* **OBJECTIVE 1**: Reproduce the mono blog post word for word, everything from "Now when I install" down to "the Gnome Desktop.".
* **OBJECTIVE 2**: According to the mono blog post, what does removing mono rip out?

* **PAGE EXTRACT**:
◇ ◇ ◇ ◇ ◇ ◇ ◇
More on mono

Jo Shields posts a reply to

and the old comparison to Wine pops up again.

Now when I install Ubuntu and therefor Gnome, it does not pull in Wine at all.  In fact, I've been running Ubuntu without wine for most of the past 5 years.  So killing wine would only affect people still locked in to certain windows programs and not have any effect of the Free Desktop by itself.

In contrast, removing mono rips out F-Spot and Tomboy and even the Ubuntu-desktop meta-package.  You see, Ubuntu uses a lot of mono-apps by default and even vanilla-Gnome includes Tomboy and as such, depends on mono.  Yes, replacing Tomboy is easy, but what if Evolution also comes to depend on mono, or Nautilus or gnome-panel?  Then ripping out mono means the end of the Gnome Desktop.

Secondly, the pro-mono camp dances arround the patent issue and keeps doing so.  First they pointed to the Ecma standardisation that would prove it was Free to use and iplement, but Sam Varghese proved them wrong on this.  Let's not forget that de Icaza, the mono project-lead himself, pointed to Ecma as the source to answer patent-related inquiries.   Jo Shields just ignores what happened when Sam tried to obtain this elusive license and instead just questions if Microsofts patents actually apply to mono.

In my opinion, all this makes the pro-mono arguments pretty thin.  If even de Icaza and people like Jo Shields can't get the answers right and can't agree on a single answer to the questions, why should we than trust a blanket statement saying this technology is safe to bet the future of the Gnome project or even a distribution like Ubuntu on?

Comments

Good blogpost, +1 insightful.
◇ ◇ ◇ ◇ ◇ ◇ ◇
* **DATA LISTING**:
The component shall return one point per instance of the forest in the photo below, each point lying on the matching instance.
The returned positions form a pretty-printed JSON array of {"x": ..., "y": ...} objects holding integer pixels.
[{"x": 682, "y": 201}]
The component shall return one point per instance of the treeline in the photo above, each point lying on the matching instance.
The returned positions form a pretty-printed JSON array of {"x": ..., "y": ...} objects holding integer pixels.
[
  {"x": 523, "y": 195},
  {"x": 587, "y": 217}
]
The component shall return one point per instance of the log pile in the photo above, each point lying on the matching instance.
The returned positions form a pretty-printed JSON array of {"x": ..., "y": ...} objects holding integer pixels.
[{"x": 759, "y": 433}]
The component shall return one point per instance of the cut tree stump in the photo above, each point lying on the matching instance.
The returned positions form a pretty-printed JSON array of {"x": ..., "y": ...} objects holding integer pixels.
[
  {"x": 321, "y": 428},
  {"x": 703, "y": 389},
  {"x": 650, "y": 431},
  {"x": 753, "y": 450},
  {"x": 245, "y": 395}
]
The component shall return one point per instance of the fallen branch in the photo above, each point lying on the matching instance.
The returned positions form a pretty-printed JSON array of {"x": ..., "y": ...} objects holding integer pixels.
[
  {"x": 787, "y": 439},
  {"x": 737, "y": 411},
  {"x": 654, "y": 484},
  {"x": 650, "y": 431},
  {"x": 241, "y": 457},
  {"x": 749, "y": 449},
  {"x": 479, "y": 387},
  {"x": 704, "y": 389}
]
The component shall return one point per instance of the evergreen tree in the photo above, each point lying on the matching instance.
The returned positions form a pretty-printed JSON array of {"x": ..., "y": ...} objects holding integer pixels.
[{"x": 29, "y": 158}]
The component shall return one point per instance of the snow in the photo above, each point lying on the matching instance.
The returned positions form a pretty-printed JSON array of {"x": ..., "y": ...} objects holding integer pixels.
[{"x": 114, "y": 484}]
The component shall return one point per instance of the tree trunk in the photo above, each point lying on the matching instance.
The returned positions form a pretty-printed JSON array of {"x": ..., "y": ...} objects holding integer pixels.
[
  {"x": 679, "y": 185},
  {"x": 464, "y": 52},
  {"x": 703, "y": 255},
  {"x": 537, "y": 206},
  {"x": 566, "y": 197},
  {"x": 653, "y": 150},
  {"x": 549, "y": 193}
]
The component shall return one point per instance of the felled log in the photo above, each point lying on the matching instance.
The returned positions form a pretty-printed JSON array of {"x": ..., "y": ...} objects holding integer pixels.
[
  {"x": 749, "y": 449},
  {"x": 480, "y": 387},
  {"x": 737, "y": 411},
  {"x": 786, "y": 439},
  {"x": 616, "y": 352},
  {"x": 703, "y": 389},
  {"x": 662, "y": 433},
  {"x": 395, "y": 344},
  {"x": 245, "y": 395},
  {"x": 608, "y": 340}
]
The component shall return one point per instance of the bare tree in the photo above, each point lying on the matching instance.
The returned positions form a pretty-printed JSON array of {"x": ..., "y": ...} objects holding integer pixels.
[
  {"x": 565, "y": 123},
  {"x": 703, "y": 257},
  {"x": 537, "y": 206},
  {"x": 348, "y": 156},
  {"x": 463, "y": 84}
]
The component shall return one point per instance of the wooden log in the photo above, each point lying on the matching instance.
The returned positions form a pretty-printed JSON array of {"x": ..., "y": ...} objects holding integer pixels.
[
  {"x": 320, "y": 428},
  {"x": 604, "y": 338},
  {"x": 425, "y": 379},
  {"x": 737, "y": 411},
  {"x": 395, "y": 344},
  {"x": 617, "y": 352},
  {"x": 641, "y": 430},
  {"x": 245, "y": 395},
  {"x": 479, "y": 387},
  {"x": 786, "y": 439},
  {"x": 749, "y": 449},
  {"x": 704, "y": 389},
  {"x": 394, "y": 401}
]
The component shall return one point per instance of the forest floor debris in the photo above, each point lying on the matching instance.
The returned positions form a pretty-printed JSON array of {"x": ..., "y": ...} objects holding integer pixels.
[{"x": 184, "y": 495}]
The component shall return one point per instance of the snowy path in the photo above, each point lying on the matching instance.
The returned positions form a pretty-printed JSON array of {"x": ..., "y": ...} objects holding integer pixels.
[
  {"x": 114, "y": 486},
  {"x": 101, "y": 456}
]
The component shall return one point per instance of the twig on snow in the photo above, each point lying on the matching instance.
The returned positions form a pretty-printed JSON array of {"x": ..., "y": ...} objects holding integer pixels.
◇ ◇ ◇ ◇ ◇ ◇ ◇
* **WORKED ANSWER 1**:
Now when I install Ubuntu and therefor Gnome, it does not pull in Wine at all.  In fact, I've been running Ubuntu without wine for most of the past 5 years.  So killing wine would only affect people still locked in to certain windows programs and not have any effect of the Free Desktop by itself.

In contrast, removing mono rips out F-Spot and Tomboy and even the Ubuntu-desktop meta-package.  You see, Ubuntu uses a lot of mono-apps by default and even vanilla-Gnome includes Tomboy and as such, depends on mono.  Yes, replacing Tomboy is easy, but what if Evolution also comes to depend on mono, or Nautilus or gnome-panel?  Then ripping out mono means the end of the Gnome Desktop.

* **WORKED ANSWER 2**: F-Spot, Tomboy, and even the Ubuntu-desktop meta-package.